**What this task involves**
Could you update the lines below by replacing "position" with "location" and keeping everything else the same? Please leave the pictures out of your answer.
:: Data listing
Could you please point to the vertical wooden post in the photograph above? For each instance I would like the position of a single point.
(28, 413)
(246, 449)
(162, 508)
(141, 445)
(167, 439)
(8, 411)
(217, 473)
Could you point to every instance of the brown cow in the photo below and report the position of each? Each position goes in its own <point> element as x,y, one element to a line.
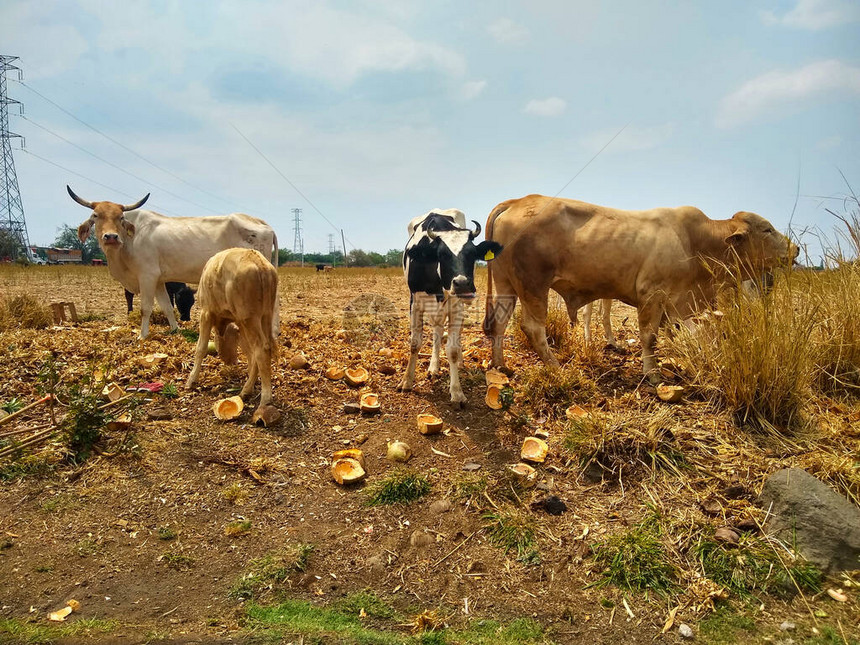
<point>666,262</point>
<point>240,286</point>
::::
**Exercise solution**
Could you please point to the vertical wooden post in the photograph above? For each instance I would like the location of a single point.
(28, 413)
(246, 449)
(162, 508)
(141, 445)
(167, 439)
(8, 411)
(217, 473)
Could you point to every instance of the brown cow in the photo below and report the location of each? Each location goes in its own <point> element as x,y, one element to a line.
<point>666,262</point>
<point>240,286</point>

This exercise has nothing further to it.